* Brief *
Quote every line below exactly and skip any picture.
┌──
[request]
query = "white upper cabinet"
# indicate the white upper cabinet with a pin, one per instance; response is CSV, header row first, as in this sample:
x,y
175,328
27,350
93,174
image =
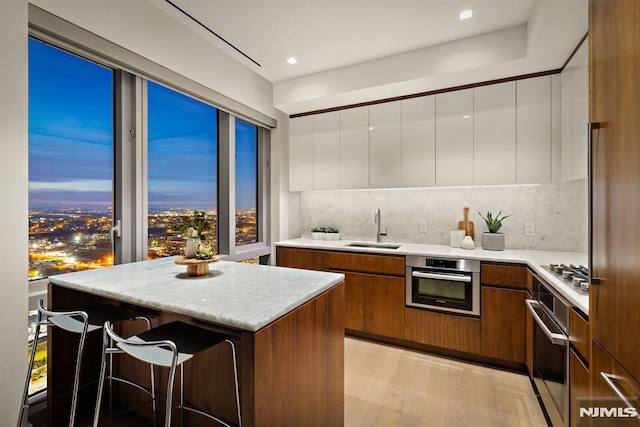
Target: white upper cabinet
x,y
385,145
326,151
354,148
533,135
454,138
419,142
301,153
575,115
494,134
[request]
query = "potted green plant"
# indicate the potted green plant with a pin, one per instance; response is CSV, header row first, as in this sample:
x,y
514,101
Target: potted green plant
x,y
317,233
193,229
332,233
493,240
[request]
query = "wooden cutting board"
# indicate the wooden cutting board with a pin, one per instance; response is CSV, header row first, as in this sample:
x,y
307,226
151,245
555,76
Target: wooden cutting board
x,y
466,225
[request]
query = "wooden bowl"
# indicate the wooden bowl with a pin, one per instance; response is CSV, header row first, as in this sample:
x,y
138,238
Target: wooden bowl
x,y
197,267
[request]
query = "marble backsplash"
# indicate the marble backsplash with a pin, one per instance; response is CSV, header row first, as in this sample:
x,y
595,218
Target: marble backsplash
x,y
559,212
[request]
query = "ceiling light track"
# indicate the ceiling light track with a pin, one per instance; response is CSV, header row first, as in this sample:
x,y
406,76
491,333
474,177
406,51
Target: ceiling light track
x,y
212,32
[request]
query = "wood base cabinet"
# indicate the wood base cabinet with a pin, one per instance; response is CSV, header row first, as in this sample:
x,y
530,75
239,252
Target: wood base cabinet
x,y
444,330
578,387
610,381
504,324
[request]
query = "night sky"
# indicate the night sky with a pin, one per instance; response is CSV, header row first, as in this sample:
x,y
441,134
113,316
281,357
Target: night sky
└──
* Answer *
[request]
query = "white upper cabinet"
# indicate the white upper cabinet with a pin, one per instance; response is CSV, header row first, as in this sample:
x,y
175,328
27,350
93,174
image =
Target: white upper cabinet
x,y
385,145
326,151
354,148
533,135
454,138
419,142
301,153
575,115
494,134
[request]
query = "potted green plant"
# indicate the potted green plant with a pin, one per instance; response is CSV, header row first, as in this sample:
x,y
514,101
Target: potted green plant
x,y
317,233
193,229
332,233
493,240
[request]
query = "wooden cutting board"
# indicate the wooden cutting board with a pin, one per instance; response is CSV, header row first, as in this sample:
x,y
307,226
151,245
555,76
Target: wooden cutting board
x,y
466,225
[request]
query = "wooden bowl"
# indicate the wooden bowl with a pin, one per instance; response is CSV, header row first, as in this sample:
x,y
138,238
Target: wooden bowl
x,y
197,267
[request]
query = "marble backsplash"
# indicate the marble backsplash with a pin, one per instance; response is CSV, header row first, as in this sample:
x,y
595,218
Target: marble backsplash
x,y
559,212
[request]
query = "ceiling light track"
# indicate the ceiling light track with a pin, one per instance; response is CSV, header row first, as in this sample:
x,y
406,76
491,333
474,177
406,51
Target: ceiling light track
x,y
212,32
[request]
query = "wood base cabinet"
# indicate the wood base cabinet with a pin, one per instance; response is CSV, header row first, as in this sample:
x,y
530,75
239,252
Target: wood base cabinet
x,y
444,330
578,387
610,381
504,324
[request]
query = "night sky"
# indicate the night sky with a pin, one per instance; response is CSV, header row first, as in this sample:
x,y
441,134
113,316
281,357
Target: night sky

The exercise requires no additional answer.